WHAT YOU SHOULD DO:
Reproduce only the rows between the lines holding "Mark black car seat." and "[458,59,835,554]", inclusive, substituting "car roof" for "car ceiling" and leaving everything else unchanged.

DATA LISTING:
==================================================

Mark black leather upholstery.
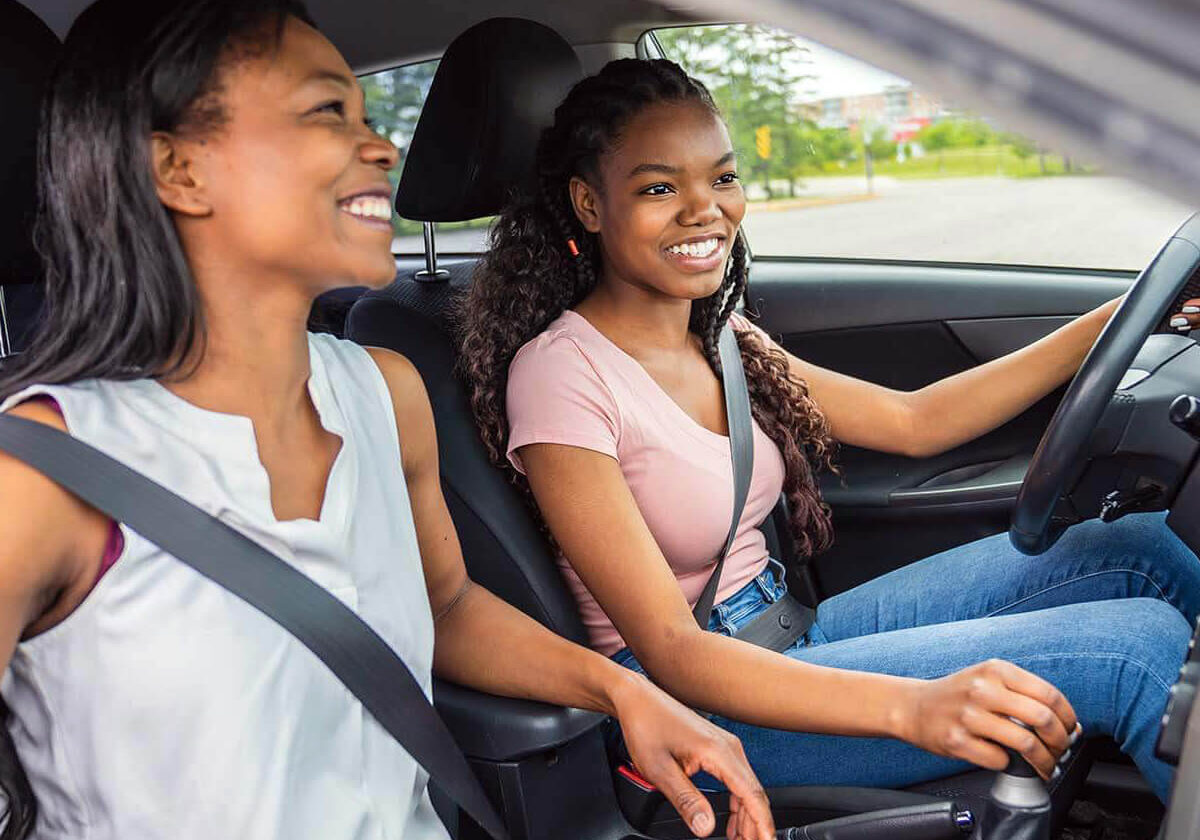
[0,0,60,286]
[433,679,607,762]
[396,18,583,222]
[347,20,1086,836]
[346,262,587,642]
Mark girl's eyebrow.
[629,149,737,178]
[629,163,679,178]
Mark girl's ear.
[150,131,212,216]
[568,175,600,233]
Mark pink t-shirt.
[508,310,784,655]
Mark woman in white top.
[0,0,773,840]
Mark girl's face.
[152,18,397,293]
[571,102,746,300]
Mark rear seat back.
[346,18,586,642]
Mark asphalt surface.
[397,175,1190,269]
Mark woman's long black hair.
[0,0,312,840]
[460,59,835,554]
[0,0,311,398]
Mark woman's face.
[571,102,745,300]
[155,18,397,293]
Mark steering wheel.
[1008,212,1200,554]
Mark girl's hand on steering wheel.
[901,660,1079,779]
[1171,298,1200,332]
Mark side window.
[646,24,1189,269]
[359,59,491,254]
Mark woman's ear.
[568,175,600,233]
[150,131,212,216]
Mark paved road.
[398,175,1189,269]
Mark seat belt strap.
[0,415,509,840]
[691,323,754,630]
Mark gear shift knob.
[978,724,1050,840]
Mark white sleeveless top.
[0,335,446,840]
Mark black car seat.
[0,0,61,356]
[347,19,1088,836]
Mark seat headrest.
[0,0,61,286]
[396,18,583,222]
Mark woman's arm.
[520,444,1075,773]
[772,299,1137,457]
[370,348,774,840]
[0,402,108,668]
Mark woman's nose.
[679,192,721,226]
[360,126,400,169]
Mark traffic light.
[754,126,770,161]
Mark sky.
[796,37,908,101]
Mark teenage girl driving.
[462,59,1200,798]
[0,6,774,840]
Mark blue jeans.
[613,514,1200,802]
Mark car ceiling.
[20,0,712,73]
[22,0,1200,206]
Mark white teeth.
[667,236,721,258]
[342,196,391,222]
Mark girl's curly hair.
[458,59,835,554]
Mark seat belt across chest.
[0,414,509,840]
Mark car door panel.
[748,260,1132,596]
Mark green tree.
[655,24,815,197]
[359,61,438,234]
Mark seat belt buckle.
[617,764,659,793]
[612,763,666,830]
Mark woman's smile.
[337,190,391,235]
[662,233,727,274]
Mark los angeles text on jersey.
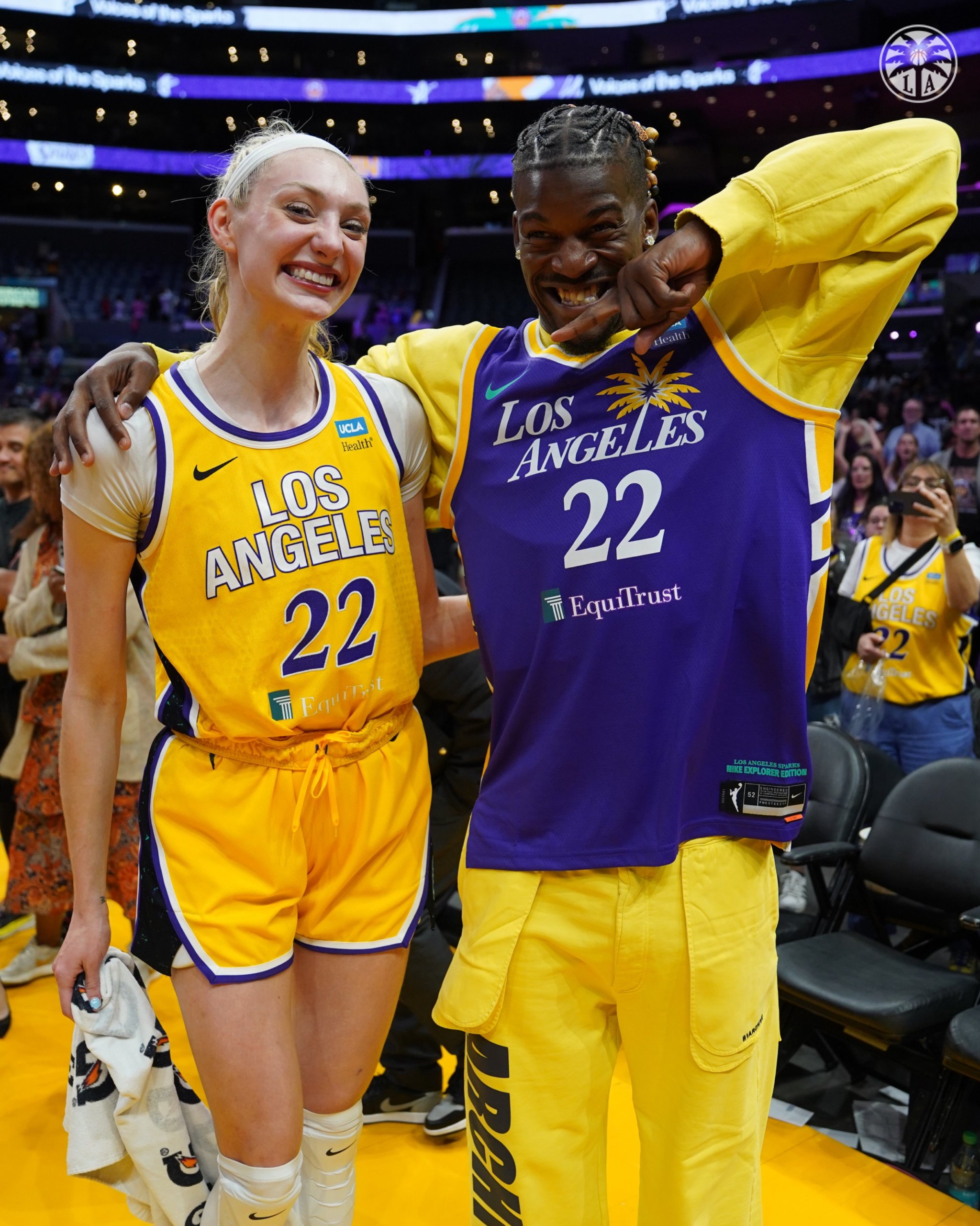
[205,463,395,600]
[493,396,708,483]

==================================================

SOLUTION TO THIS PROBLEM:
Mark black car seat.
[0,0,61,356]
[347,19,1088,836]
Mark seat headrest.
[0,0,61,286]
[396,18,583,222]
Mark woman's arm.
[520,444,1075,773]
[772,299,1137,457]
[370,348,774,840]
[0,402,108,668]
Mark woman's nose.
[679,192,721,226]
[360,126,400,169]
Mark traffic light.
[754,126,770,161]
Mark sky.
[796,37,908,101]
Mark teenage girl driving.
[462,59,1200,798]
[0,6,774,840]
Mark blue jeans.
[613,514,1200,802]
Mark car roof.
[20,0,712,73]
[22,0,1200,206]
Mark white teeth.
[667,236,721,258]
[342,196,391,222]
Mark girl's curly hair.
[458,59,835,554]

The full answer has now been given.